-------- TEXT BLOCK
A. Petitioner’s Evidence

Jarvis testified that the old roadway was marked off by ditches and fences; that in the past it was used by the public to gain access to Muddy Creek; and that Foy Hopkins lived off the *358old roadway and used it to get to Berkley Road. He also testified that the northern end of the roadway was allowed to grow in with trees, shrubs, vines and other vegetation. He said that from the time he acquired title to his property in 1938 until the time the growth in the road was bulldozed in 1972, the road was never kept open all the way from Berkley Road to Muddy Creek. Jarvis further testified that he could drive his car from Berkley Road onto the roadway and then onto his property (turning right just before the fence erected by the Powers), and that he could drive this route even when the northern portion of the roadway was grown in.

Etles Henries, a neighbor in the South Creek area, testified that the old roadway was used in the 1930s and 1940s by people going swimming in Muddy Creek, but that at least by the late 1940s or early 1950s the northern forty percent of the road had become overgrown with plants. He also testified:

The condition of the road varied back and forth in relation to the use of the road. There was times it would be growed up. There would be times they would get it down if they were going to have a baptism or something. Immediately it would-grow up again. It has never been traveled, shall we say, daily, so to answer your question on the condition of the road in 1964, it had varying conditions.

Andrew Brown testified that “probably 40 or 50 years ago,” people used the roadway to get to Muddy Creek to buy oysters from Foy Hopkins, who sold them from his boat. William Snell, whose grandmother and step-grandfather used to own the Powers’ land, testified that his grandparents “gave” the roadway to the public or community; that the Powers’ land was west of the roadway; that the roadway was used in the early 1930s to access Muddy Creek for baptisms, rafting logs and buying oysters; and that the northern end had grown in by 1955.

B. Respondents’ Evidence

Powers presented two witnesses. The testimony of the first, a former South Creek resident, did not materially contradict petitioner’s evidence. The second, a registered land surveyor and an expert witness, substantiated the Powers’ claim to the land traversed by the northern portion of the old roadway. He *359testified regarding a survey he had conducted, showing that the Powers’ predecessor in title owned all the land up to Jarvis’ property line. He also confirmed Jarvis’ testimony that the southern portion of the roadway (the portion not claimed by the Powers) provides adequate access from Berkley Road into the southwestern corner of Jarvis’ property. The southern end also provides access to the Hopkins’ and Powers’ properties.

Jarvis presented no written evidence that is part of the record on appeal to prove that the old roadway had been expressly dedicated to the public or that a dedication had been accepted by the State. He did not contend that it had been impliedly dedicated or that the old roadway is now a public road by virtue of the doctrine of adverse possession, easement by prescription or necessity, or any theory other than that it was a “neighborhood public road” under G.S. Sec. 136-67. Jarvis urged the trial court to preserve public access to the waterfront, which was endangered because the waterfront area had been extensively developed into homesites since the 1940s.
----------------
== WHAT YOU NEED TO DO ==
(a) Answer these questions from the old-roadway text, one answer per line with matching marks.
(i) In what year did Jarvis acquire title to his property?
(ii) According to William Snell, by what year had the northern end of the roadway grown in?
(iii) How many witnesses did the Powers present?
(b) Repeat the part of the old-roadway text that begins at the words "B. Respondents’ Evidence" and stops after the words "and Powers’ properties.".
(c) Pick up the old-roadway text after its final sentence and continue it.
-------- LISTED RECORDS
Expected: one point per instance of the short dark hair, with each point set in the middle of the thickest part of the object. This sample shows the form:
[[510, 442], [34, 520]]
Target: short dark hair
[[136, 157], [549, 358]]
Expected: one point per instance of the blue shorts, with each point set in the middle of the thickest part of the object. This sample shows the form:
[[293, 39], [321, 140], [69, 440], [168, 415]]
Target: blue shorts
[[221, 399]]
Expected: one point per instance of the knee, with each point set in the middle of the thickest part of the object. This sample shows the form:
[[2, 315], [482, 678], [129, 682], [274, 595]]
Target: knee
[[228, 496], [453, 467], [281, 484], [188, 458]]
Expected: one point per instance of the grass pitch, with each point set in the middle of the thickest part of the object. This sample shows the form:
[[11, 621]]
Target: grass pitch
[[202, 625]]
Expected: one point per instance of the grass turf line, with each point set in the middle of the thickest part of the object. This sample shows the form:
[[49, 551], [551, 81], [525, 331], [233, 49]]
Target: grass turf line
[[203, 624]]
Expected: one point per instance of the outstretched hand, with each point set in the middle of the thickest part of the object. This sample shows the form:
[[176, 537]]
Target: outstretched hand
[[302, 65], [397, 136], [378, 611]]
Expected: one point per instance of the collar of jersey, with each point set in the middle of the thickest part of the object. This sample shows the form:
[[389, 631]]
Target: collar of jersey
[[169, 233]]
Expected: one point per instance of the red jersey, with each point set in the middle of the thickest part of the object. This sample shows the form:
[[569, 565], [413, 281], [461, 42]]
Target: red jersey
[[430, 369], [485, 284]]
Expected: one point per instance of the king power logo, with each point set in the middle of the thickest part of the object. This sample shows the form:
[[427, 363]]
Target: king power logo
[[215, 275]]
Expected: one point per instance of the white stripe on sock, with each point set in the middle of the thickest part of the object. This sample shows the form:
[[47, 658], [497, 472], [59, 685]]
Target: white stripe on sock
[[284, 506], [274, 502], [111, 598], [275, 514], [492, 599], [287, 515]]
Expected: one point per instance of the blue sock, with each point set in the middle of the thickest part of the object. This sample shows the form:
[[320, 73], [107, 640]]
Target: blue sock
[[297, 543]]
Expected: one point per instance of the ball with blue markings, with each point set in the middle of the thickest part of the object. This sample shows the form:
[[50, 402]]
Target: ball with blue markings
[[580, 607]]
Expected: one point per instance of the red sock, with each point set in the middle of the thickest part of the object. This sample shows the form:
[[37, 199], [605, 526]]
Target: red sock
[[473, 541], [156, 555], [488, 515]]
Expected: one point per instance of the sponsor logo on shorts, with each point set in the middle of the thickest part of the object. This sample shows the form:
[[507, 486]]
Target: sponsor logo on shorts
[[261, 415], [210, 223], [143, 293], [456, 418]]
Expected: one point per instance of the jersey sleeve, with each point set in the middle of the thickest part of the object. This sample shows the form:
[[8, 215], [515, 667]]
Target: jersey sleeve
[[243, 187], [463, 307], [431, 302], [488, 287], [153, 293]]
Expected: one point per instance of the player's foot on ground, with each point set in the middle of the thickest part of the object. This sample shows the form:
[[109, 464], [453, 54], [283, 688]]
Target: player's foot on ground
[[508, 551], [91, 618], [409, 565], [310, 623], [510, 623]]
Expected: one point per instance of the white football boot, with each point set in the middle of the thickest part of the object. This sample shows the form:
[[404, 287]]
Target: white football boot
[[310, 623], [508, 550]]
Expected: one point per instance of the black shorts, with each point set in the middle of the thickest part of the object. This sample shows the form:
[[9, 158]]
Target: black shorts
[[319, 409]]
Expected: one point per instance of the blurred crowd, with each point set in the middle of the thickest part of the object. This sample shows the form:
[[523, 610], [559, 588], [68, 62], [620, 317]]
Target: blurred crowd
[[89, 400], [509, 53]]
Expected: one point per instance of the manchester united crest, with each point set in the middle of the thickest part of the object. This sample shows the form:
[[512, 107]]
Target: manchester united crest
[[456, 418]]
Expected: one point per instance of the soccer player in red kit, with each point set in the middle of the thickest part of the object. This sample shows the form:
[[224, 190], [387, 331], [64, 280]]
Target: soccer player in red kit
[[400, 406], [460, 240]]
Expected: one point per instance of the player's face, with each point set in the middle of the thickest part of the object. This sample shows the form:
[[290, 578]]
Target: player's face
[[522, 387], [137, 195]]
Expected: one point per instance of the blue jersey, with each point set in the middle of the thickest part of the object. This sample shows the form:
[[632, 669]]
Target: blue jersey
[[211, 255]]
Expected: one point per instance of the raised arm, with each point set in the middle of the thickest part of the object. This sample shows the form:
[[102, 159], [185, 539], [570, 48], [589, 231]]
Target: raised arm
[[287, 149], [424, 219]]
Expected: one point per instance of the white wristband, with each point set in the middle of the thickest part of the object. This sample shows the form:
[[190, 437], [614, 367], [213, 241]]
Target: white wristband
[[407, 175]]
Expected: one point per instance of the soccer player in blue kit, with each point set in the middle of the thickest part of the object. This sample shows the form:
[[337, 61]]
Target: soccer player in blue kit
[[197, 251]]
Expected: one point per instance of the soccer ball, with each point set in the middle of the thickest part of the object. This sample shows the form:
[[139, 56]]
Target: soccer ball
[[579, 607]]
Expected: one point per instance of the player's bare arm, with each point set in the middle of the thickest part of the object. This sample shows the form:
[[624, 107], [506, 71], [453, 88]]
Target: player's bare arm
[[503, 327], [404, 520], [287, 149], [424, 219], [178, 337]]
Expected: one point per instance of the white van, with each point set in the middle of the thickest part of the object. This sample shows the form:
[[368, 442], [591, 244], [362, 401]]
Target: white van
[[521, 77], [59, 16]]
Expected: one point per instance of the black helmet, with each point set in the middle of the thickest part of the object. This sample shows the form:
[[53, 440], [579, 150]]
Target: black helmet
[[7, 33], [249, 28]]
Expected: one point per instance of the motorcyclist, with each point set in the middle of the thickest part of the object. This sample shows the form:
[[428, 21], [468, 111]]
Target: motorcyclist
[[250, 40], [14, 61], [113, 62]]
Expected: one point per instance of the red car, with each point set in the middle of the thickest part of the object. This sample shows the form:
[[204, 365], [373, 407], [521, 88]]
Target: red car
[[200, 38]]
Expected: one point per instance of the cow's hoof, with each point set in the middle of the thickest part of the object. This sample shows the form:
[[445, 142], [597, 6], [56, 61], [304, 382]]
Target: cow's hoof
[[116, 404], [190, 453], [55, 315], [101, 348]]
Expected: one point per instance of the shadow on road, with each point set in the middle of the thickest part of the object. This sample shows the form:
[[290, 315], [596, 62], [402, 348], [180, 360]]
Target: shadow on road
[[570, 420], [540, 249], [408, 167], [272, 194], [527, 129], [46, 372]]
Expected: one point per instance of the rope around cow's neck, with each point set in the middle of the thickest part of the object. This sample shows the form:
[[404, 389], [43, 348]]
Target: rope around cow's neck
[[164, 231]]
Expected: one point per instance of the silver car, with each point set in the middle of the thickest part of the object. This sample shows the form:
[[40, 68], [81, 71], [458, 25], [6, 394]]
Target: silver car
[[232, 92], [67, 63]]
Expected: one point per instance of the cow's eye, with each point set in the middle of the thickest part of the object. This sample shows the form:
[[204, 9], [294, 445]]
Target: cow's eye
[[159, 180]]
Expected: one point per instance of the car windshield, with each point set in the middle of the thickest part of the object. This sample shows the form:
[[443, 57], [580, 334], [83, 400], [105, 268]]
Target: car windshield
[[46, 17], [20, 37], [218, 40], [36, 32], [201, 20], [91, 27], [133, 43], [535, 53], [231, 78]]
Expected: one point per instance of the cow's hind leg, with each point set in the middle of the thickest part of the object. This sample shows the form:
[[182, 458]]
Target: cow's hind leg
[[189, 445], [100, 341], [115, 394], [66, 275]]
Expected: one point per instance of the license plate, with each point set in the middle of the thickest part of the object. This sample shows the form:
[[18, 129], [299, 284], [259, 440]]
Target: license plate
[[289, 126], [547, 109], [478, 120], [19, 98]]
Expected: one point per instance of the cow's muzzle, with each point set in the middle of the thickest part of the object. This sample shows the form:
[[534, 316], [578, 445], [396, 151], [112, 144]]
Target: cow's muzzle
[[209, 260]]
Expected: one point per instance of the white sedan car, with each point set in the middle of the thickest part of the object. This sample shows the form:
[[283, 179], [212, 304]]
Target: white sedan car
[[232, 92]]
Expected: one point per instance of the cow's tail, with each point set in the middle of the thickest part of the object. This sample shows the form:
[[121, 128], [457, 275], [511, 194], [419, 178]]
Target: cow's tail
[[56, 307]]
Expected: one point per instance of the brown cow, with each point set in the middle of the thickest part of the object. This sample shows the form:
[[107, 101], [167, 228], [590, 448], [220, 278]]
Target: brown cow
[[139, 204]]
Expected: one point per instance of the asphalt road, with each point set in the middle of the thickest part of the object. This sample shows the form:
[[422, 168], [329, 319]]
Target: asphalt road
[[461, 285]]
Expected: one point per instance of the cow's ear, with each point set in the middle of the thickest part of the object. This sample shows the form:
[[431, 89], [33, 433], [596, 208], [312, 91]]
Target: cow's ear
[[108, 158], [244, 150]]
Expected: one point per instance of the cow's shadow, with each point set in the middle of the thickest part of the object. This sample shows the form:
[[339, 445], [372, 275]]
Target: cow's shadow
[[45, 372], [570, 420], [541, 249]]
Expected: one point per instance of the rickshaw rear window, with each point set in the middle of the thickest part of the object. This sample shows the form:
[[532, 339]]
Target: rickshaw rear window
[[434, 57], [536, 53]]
----------------
== TASK RESULTS ==
(a)
(i) 1938
(ii) 1955
(iii) Two

(b)
B. Respondents’ Evidence

Powers presented two witnesses. The testimony of the first, a former South Creek resident, did not materially contradict petitioner’s evidence. The second, a registered land surveyor and an expert witness, substantiated the Powers’ claim to the land traversed by the northern portion of the old roadway. He *359testified regarding a survey he had conducted, showing that the Powers’ predecessor in title owned all the land up to Jarvis’ property line. He also confirmed Jarvis’ testimony that the southern portion of the roadway (the portion not claimed by the Powers) provides adequate access from Berkley Road into the southwestern corner of Jarvis’ property. The southern end also provides access to the Hopkins’ and Powers’ properties.

(c)
C. Trial Court’s Findings and Conclusions

The court made the following findings of fact, among others:

That along the western boundary of Petitioner’s lands there was a road not less than sixteen feet wide which ran from the Berkley Road (S.R. 1909) along the western boundary of the lands of Dolly Hopkins described in that deed of record in Book 256, page 360, Beaufort County Registry and along the western boundary of Petitioner’s lands aforesaid to a landing on Muddy Creek and along the eastern boundary of the lands of Respondents.
That said road was dedicated to the public by E. W. Ives and wife, Mary Ives, and the road together with a drainage ditch along its western edge was maintained by Beaufort County as a part of the county road system until the State of North Carolina took over the maintenance of public roads.
That said road was not taken over and placed under maintenance by the Department of Transportation of the State of North Carolina.
That while said road was maintained by Beaufort County it was used by the public for access to and from the public *360landing on Muddy Creek for bathing, transporting logs, fishing and baptisms.
That there is and has been for many years a dwelling on Petitioner’s lands and said road is and has been a necessary means of access to and from this dwelling and the Petitioner’s lands do not border on any other road.
That within the last several years said road has been used by members of the public for access to Muddy Creek for bathing and swimming.
That Dolly Hopkins and the Respondents Colon Lee Powers and Mavis Powers use said road as a necessary means of access to their homes which are located upon lands adjacent to said road.

The court concluded as a matter of law:

That the road described above was at one time a part of the public road system in this State but it has not been taken over and placed under maintenance by the Department of Transportation.
That said road remained open and is in general use as a necessary means of ingress to and egress from the dwelling houses of more than one family.
That said road serves a public use and is outside the boundaries of any incorporated city or town in this State.
That said road is a neighborhood public road within the scope and meaning of G.S. 136-67.

The court then declared that the entire roadway from Berkley Road to Muddy Creek was a neighborhood public road.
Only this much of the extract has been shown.